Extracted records
* * * * * * * * *

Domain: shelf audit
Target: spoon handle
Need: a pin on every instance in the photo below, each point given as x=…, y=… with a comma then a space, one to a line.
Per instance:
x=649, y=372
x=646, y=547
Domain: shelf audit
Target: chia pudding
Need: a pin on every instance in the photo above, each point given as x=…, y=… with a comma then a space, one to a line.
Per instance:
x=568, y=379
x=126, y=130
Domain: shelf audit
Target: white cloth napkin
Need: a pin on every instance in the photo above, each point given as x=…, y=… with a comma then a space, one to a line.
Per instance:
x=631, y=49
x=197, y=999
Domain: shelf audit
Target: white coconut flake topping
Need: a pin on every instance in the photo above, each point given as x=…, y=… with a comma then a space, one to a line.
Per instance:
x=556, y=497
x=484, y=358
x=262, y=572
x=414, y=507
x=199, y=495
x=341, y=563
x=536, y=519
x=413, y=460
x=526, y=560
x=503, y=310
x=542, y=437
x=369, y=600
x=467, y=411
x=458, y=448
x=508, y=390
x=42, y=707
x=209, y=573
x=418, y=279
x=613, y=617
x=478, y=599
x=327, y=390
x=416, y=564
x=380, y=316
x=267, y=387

* * * * * * * * *

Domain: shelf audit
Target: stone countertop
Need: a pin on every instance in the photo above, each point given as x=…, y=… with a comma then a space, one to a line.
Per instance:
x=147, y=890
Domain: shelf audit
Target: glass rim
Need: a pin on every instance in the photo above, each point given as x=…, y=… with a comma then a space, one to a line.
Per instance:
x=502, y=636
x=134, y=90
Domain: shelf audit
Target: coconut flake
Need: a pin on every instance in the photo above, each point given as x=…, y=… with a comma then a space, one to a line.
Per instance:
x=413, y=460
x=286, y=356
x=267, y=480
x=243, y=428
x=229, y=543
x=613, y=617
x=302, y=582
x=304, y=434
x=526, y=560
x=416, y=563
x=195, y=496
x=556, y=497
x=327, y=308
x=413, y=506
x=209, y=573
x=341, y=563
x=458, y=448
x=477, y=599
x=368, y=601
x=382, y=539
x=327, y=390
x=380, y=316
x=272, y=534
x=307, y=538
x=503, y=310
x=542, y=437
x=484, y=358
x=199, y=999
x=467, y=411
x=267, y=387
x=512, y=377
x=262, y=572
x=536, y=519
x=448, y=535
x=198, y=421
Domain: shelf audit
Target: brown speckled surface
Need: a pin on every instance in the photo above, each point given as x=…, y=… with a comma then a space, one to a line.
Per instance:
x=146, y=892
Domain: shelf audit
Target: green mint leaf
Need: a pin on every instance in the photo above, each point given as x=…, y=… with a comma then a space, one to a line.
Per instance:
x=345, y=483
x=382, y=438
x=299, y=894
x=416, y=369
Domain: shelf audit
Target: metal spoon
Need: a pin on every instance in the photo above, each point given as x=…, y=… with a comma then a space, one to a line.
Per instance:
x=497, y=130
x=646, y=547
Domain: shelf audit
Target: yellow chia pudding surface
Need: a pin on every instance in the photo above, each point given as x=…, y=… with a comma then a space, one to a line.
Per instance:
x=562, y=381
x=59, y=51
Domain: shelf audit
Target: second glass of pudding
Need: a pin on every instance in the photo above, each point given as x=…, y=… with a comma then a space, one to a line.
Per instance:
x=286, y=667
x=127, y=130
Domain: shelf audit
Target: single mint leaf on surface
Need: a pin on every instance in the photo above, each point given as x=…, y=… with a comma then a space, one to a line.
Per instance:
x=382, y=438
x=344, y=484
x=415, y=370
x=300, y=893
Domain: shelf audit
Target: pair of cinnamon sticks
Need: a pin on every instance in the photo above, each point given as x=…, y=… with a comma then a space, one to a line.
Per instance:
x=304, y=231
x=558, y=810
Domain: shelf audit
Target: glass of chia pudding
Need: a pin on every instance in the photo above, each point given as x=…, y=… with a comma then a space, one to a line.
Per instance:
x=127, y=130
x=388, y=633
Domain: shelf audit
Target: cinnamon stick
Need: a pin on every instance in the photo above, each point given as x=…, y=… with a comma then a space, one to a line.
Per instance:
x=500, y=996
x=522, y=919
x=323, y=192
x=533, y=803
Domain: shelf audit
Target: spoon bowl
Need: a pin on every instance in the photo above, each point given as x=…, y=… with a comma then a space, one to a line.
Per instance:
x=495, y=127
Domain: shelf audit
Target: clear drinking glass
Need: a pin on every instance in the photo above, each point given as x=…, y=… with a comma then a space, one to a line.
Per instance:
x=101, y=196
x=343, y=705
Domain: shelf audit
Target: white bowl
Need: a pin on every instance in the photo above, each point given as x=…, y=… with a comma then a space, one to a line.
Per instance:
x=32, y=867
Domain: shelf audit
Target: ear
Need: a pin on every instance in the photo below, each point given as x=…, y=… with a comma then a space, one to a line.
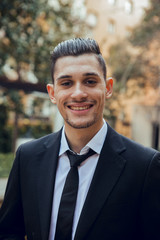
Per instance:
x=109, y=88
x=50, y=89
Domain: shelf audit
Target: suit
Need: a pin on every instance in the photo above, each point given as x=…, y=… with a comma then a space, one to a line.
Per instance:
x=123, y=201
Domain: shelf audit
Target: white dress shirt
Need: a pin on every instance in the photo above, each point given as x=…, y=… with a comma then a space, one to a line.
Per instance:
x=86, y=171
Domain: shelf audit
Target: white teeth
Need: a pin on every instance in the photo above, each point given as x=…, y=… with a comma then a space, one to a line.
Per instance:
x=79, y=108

* * * * * * * * *

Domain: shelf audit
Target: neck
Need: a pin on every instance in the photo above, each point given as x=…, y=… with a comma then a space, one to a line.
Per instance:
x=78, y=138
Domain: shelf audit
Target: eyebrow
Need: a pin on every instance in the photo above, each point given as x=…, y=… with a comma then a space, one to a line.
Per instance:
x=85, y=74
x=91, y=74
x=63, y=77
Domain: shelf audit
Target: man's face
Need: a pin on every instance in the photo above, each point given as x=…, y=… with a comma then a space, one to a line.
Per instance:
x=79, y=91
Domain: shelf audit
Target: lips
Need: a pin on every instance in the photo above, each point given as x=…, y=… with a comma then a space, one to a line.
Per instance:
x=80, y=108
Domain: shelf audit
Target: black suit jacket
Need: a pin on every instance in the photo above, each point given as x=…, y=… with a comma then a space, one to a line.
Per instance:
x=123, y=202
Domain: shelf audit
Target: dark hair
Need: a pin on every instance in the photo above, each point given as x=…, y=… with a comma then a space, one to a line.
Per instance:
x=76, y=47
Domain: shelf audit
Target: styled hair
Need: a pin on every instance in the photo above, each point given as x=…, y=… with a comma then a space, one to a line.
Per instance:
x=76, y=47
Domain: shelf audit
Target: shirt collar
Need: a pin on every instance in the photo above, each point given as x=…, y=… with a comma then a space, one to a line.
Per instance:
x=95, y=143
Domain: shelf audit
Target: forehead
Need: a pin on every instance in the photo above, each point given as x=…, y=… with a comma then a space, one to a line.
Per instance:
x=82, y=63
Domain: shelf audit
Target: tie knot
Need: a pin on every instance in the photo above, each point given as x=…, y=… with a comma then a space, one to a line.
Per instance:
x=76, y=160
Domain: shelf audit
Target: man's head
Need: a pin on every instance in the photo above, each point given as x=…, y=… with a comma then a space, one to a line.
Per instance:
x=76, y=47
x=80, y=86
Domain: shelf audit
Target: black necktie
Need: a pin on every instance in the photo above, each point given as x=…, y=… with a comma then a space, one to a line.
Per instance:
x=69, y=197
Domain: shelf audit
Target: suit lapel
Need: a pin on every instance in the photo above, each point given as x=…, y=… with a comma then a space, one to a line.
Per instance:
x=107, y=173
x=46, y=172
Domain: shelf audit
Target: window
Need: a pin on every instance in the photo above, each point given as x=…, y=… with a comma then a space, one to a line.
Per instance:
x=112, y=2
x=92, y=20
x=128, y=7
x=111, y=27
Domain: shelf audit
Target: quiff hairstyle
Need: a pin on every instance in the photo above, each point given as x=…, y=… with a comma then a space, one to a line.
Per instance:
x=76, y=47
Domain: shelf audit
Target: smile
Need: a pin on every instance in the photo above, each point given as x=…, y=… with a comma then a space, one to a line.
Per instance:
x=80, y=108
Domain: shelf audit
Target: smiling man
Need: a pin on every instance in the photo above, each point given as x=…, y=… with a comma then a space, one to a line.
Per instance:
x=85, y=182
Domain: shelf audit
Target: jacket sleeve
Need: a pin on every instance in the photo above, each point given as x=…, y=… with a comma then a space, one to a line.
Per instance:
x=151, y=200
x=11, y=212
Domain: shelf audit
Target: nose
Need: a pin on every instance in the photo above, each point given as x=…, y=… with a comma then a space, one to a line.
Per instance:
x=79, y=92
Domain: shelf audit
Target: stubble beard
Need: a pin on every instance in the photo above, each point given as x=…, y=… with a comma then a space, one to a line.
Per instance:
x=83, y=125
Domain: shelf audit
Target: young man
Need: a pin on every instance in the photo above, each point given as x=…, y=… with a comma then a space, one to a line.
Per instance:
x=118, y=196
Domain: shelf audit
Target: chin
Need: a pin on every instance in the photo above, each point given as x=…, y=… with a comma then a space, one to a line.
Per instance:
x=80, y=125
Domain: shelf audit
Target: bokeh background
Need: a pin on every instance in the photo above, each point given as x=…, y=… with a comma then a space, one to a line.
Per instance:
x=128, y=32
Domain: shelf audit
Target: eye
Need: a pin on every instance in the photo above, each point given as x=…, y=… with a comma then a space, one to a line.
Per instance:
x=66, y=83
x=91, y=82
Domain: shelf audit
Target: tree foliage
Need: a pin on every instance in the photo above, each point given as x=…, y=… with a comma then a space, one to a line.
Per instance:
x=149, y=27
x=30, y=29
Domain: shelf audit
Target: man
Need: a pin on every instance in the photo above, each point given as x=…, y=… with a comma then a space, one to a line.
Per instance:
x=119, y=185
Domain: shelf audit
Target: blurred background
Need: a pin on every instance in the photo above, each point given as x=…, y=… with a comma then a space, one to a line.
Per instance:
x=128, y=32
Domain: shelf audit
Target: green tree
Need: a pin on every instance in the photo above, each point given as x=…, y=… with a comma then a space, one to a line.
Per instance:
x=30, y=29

* * * * * * * * *

▸ The task
Pick out every line of the records above that contains the word "white", and copy each one.

▸ Written answer
Target: white cloth napkin
Target: white coconut flake topping
Target: white bowl
Target: white dress shirt
Target: white teeth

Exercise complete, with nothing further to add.